- Directed by: Jeremy Boo; Lee Xian Jie;
- Produced by: Jeremy Boo; Lee Xian Jie;
- Cinematography: Jeremy Boo; Lee Xian Jie;
- Edited by: Jeremy Boo; Lee Xian Jie;
- Release date: 10 September 2011 (Singapore);
- Running time: 54 minutes
- Country: Singapore
- Language: English

= Before We Forget =

Before We Forget is a 2011 observational documentary film about two Singaporean women with dementia and their life within Singaporean society, where terminal illnesses and dying are taboo. It is directed by Singaporean first-time filmmakers Jeremy Boo and Lee Xian Jie, who have also started an online platform that encourages people in Asia to share their experiences about dementia.

==Synopsis==
The film tells the story of Joyce Fernandez, a 50-year-old woman caring for her mother, Celine Fernandez, who has had Alzheimer's disease for seven years. When Celine suffers a mild stroke and is hospitalized for over three months, Joyce attempts to keep herself together, especially after Celine loses all of what little speech and she originally had. The duo, staunch Catholics, keep their heads above the emotional turmoil through daily prayer.

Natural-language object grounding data
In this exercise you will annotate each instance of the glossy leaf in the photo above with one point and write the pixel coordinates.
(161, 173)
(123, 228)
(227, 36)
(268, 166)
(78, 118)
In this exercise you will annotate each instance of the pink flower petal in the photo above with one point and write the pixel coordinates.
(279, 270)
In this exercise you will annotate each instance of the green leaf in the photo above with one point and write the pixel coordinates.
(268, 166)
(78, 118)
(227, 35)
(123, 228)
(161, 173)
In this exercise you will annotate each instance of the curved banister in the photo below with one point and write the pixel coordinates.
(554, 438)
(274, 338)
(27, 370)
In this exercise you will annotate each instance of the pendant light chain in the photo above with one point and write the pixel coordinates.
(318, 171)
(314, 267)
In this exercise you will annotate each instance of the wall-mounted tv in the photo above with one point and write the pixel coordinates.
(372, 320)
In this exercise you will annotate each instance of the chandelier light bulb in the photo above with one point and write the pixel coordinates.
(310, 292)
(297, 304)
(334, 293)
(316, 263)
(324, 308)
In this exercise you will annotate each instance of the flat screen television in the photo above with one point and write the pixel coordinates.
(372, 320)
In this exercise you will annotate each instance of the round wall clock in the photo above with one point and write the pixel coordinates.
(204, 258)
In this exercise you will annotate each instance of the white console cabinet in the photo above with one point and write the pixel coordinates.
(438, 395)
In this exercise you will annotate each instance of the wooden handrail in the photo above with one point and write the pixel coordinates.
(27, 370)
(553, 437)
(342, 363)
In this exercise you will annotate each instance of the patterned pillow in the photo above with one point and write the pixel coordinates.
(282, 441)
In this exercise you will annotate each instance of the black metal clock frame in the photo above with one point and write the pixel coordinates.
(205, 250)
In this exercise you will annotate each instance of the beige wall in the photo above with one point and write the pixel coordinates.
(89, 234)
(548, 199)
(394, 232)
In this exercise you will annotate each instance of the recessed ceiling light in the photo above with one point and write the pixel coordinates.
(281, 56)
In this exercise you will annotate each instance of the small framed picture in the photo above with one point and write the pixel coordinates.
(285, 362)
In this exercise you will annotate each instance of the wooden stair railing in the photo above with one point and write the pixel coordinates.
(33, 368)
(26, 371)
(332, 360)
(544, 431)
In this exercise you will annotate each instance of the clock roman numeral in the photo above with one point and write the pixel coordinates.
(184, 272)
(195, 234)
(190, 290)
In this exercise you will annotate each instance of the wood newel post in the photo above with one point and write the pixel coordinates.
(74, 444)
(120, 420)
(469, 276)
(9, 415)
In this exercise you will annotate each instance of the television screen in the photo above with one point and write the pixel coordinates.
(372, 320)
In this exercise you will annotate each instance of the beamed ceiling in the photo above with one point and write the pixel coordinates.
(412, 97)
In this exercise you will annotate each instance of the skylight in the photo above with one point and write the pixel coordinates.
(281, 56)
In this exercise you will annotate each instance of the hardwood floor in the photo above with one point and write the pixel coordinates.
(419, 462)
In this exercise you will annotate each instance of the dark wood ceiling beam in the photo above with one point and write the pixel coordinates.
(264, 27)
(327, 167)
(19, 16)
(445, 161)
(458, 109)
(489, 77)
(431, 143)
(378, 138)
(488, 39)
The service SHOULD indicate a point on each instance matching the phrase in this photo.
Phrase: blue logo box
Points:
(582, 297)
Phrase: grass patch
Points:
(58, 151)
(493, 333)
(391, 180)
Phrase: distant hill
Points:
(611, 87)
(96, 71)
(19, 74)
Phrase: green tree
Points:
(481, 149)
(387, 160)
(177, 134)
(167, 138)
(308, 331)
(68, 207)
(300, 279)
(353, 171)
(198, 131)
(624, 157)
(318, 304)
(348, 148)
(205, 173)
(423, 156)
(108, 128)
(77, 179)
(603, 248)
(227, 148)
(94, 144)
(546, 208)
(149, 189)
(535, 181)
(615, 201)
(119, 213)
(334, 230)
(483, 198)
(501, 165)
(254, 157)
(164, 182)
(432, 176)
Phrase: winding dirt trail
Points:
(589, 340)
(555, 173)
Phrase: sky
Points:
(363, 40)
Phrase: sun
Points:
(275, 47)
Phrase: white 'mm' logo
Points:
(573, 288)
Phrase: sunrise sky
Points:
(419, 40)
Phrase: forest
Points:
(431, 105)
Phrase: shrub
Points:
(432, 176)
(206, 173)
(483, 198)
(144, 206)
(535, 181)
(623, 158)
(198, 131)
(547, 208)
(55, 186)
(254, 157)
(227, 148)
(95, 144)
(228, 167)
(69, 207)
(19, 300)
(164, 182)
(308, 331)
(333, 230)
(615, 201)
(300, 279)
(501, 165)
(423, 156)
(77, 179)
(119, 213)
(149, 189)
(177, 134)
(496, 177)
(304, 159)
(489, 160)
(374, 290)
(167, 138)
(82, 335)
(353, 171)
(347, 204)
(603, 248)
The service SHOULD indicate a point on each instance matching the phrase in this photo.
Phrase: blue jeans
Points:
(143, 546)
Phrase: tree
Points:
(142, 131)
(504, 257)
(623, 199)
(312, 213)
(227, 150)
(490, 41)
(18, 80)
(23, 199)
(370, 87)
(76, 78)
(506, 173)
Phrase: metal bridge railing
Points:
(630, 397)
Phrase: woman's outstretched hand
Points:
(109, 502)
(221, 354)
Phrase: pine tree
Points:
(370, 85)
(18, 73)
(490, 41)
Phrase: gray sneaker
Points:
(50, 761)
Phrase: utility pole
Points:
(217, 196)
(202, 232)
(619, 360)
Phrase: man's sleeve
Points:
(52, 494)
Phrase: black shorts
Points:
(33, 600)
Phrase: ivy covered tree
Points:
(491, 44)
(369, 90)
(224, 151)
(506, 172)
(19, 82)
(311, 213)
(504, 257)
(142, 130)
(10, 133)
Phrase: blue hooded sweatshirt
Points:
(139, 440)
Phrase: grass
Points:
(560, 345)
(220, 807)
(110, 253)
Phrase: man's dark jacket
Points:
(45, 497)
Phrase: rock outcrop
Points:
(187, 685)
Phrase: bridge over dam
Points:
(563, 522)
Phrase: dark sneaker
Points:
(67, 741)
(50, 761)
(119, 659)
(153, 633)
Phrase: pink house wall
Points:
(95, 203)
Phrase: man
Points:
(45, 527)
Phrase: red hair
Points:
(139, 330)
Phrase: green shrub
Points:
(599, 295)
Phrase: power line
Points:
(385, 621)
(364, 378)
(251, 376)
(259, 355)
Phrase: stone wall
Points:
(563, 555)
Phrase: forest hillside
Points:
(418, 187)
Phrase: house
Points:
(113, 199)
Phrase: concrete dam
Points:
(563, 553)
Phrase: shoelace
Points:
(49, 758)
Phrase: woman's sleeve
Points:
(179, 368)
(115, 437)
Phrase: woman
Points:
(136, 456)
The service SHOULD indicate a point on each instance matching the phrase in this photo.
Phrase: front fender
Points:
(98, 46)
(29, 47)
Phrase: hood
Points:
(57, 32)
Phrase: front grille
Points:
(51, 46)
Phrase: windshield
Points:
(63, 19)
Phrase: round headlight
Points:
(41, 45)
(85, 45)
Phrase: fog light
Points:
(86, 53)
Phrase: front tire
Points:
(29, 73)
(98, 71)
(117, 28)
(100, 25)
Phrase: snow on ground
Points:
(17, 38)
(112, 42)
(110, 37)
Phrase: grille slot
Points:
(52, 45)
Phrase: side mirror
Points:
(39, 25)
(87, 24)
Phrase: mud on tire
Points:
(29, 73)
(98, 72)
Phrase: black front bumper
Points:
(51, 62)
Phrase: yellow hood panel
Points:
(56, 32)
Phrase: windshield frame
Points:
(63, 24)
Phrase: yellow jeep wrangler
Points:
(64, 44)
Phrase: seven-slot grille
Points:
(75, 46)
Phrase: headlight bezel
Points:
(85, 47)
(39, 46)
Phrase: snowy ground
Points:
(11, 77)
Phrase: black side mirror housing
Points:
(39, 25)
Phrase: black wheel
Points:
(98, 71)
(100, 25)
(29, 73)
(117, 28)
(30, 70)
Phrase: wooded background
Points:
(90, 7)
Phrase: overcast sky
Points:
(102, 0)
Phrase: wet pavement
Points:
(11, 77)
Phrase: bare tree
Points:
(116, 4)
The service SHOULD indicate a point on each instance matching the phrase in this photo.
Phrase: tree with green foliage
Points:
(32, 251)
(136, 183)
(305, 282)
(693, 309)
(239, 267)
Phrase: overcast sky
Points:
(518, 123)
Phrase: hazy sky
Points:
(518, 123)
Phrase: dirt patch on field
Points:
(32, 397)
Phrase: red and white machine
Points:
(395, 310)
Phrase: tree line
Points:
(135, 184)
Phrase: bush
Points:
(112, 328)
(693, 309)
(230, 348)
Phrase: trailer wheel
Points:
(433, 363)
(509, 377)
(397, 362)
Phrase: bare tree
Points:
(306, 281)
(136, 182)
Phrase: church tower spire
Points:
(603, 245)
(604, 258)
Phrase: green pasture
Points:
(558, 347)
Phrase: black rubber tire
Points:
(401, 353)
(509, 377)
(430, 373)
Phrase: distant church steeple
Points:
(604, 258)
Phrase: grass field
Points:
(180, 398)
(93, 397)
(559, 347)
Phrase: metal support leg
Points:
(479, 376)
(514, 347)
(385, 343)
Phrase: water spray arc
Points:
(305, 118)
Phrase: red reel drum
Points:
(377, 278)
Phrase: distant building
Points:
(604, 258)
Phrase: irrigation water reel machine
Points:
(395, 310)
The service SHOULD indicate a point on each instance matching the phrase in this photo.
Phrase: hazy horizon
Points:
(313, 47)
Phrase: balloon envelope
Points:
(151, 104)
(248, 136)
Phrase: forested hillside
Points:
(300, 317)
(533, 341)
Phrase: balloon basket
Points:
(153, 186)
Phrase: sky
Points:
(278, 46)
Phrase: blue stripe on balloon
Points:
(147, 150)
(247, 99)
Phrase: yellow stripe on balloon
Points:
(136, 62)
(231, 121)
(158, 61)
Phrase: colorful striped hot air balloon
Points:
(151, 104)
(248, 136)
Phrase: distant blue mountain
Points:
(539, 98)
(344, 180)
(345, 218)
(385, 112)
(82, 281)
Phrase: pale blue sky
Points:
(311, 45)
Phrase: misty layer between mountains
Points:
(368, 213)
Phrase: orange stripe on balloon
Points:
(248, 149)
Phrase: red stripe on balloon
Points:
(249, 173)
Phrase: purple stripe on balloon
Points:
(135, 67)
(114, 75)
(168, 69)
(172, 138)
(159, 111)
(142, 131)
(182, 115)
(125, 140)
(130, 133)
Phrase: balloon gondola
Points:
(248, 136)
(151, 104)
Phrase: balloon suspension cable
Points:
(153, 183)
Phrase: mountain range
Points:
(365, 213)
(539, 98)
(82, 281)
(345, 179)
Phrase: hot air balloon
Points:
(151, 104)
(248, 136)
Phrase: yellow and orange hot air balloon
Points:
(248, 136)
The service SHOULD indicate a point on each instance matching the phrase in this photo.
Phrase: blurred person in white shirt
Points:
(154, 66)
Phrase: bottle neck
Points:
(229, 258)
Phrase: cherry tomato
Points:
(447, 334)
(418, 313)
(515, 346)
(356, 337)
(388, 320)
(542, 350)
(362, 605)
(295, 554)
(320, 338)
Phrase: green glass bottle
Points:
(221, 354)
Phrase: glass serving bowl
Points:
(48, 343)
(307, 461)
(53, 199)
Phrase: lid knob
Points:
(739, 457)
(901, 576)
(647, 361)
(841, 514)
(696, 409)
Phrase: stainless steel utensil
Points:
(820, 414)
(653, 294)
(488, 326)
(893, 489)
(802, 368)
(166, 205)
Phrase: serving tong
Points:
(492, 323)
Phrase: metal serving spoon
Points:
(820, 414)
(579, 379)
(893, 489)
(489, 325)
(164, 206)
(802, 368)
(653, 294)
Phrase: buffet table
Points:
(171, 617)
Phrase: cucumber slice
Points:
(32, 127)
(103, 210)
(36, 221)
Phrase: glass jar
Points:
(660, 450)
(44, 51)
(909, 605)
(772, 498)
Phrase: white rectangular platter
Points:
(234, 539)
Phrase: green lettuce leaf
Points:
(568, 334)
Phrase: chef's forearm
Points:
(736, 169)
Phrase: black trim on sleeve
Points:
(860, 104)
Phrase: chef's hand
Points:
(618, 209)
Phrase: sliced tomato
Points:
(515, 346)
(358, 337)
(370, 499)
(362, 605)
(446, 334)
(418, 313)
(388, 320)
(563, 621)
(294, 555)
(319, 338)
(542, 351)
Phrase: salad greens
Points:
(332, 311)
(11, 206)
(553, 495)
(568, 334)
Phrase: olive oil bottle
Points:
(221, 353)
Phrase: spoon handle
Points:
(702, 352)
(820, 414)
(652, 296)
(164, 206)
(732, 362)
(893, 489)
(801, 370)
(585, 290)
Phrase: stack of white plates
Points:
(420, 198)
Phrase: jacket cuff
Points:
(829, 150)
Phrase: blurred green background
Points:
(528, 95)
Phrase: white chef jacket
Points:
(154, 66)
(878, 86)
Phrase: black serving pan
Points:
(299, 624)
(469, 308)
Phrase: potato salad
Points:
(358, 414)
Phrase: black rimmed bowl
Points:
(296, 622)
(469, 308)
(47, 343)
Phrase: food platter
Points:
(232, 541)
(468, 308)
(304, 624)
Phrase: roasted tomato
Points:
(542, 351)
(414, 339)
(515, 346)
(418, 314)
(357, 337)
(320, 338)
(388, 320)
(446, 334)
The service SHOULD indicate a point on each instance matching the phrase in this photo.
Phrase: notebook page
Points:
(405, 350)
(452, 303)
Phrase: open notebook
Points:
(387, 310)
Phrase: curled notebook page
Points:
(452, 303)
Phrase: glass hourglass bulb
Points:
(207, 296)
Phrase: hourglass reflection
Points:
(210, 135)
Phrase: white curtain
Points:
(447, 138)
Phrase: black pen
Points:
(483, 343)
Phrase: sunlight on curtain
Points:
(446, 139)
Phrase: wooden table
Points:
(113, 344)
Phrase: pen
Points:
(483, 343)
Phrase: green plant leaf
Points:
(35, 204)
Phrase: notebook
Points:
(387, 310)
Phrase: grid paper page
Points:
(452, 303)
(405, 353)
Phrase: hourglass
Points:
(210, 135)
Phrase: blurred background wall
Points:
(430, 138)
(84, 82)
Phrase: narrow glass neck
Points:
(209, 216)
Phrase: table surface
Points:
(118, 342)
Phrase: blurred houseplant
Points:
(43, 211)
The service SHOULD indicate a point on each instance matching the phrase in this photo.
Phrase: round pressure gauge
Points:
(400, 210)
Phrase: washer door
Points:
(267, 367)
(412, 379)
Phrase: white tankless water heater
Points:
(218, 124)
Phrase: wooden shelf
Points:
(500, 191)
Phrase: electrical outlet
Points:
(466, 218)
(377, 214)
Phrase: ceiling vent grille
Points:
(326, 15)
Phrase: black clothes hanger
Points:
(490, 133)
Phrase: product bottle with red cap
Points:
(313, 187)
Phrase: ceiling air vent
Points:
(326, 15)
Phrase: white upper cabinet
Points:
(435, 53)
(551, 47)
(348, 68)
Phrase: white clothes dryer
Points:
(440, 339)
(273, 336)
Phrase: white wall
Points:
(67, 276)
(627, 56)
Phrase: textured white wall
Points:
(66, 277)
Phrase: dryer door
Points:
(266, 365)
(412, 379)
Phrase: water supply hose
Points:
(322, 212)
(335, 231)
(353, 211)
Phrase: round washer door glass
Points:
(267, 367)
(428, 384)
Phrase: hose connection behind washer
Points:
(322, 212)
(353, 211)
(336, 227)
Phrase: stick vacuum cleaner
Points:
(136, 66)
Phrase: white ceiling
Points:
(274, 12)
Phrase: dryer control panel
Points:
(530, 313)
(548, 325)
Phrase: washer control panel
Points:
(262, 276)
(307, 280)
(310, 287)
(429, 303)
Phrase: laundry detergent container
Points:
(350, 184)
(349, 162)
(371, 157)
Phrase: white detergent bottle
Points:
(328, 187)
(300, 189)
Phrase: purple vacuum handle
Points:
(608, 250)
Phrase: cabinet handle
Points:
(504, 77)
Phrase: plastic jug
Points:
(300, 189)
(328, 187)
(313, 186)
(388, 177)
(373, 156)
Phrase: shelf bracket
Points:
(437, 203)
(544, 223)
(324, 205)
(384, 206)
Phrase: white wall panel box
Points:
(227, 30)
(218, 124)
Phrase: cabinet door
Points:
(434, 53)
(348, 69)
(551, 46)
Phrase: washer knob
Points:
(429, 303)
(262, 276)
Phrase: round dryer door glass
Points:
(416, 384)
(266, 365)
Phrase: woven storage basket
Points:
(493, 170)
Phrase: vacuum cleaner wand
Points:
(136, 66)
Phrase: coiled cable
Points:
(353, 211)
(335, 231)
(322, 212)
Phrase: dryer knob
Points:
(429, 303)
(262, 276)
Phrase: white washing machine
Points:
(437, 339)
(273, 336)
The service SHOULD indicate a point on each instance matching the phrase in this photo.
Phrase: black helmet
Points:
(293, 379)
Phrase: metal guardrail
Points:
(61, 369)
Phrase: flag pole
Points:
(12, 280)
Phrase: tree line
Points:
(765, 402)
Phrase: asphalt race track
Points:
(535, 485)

WHAT YOU WILL DO. Pick up the article on the documentary Before We Forget after its final sentence and continue writing it.

ANSWER BOX.
The documentary also captures frank interviews with Dr Irene Giam (PhD), a former mathematics tutor and atheist, with strong views about death in the face of terminal illness. She is first filmed after being diagnosed with mild cognitive impairment, likely due to systemic fibrosis, an autoimmune disorder which affects her breathing. After she is warded in a hospice because of her rapidly worsening health, vascular dementia causes her to forget the frequent visits by her husband and deepens her feelings of loneliness.

== Release ==
The film was screened during the 2012 Southeast Asian Film Festival.